Call for vapor standards
The EU should rethink its ban on tobacco-products advertising because consumers need more information about how electronic cigarettes are much less harmful than are combustible cigarettes, and how the former could help them quit the latter, according to an opinion piece in the Parliament Magazine by the MEP Laima Andrikienė, who is a member of the EU Parliament’s international trade committee.
The Parliament Magazine has run a series of opinion pieces written by people advocating the imposition of e-cigarette standards, and much of Andrikienė’s piece was about the need for such standards.
She said that thousands of counterfeit products entered the EU market without any safety checks and in violation of the EU’s trade rules. These included all kinds of products, from toys, electrical devices, medicines, to cosmetics and tobacco.
Tobacco producers, she said, faced significant problems regarding the illegal trade. Novel tobacco products and e-cigarettes differed from conventional tobacco products in many ways, and there were many new products available on the market.

- _TASKS TO PERFORM_:
[1] In the article on vapor standards, copy the part that begins with the words containing "The Parliament Magazine has" and ends with "cosmetics and tobacco.".
[2] Continue the article on vapor standards from its last sentence.

[Saved entries]

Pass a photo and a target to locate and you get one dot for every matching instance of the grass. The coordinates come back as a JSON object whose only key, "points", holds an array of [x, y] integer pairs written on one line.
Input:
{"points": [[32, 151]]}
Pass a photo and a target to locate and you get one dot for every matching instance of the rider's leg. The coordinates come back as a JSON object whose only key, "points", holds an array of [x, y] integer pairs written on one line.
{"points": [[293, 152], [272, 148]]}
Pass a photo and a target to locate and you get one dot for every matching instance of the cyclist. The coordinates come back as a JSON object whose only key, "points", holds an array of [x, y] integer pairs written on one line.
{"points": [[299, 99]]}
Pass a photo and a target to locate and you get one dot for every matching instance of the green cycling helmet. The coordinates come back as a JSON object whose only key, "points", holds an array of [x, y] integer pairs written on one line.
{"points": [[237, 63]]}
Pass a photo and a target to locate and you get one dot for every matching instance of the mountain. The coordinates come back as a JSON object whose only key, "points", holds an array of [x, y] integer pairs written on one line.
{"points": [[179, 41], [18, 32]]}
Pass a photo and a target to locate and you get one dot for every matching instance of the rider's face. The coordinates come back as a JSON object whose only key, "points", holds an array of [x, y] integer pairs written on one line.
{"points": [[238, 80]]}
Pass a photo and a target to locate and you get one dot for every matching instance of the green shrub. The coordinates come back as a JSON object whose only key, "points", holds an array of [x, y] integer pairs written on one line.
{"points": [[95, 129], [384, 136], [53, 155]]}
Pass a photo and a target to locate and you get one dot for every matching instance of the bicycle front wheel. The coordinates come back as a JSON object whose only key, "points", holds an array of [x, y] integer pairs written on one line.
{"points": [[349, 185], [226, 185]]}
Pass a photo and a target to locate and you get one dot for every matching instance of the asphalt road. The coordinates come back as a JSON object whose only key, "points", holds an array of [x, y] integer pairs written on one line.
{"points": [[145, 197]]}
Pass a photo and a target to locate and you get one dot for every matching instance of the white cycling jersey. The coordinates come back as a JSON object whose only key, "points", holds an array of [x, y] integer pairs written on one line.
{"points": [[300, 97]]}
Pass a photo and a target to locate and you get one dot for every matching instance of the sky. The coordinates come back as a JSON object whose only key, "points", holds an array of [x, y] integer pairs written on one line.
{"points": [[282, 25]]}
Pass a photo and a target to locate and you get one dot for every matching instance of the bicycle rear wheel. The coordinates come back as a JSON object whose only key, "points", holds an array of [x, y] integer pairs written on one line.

- _ANSWERS_:
[1]
The Parliament Magazine has run a series of opinion pieces written by people advocating the imposition of e-cigarette standards, and much of Andrikienė’s piece was about the need for such standards.
She said that thousands of counterfeit products entered the EU market without any safety checks and in violation of the EU’s trade rules. These included all kinds of products, from toys, electrical devices, medicines, to cosmetics and tobacco.

[2]
‘In general, a large variety of similar products is a good thing for consumers, but it is important to know if regulators are prepared for this level of complexity,’ she said. ‘What we know for sure is that there is no compliance structure in place at EU level.’
Andrikienė said that protecting consumers and ensuring products were safe – particularly those brought in from third countries – remained problematic and required urgent attention at EU level.
Safety started with standards, she said, and the European committee for standardisation was working on the issue. However, the process of standardisation was slow and further efforts by all EU member states were needed.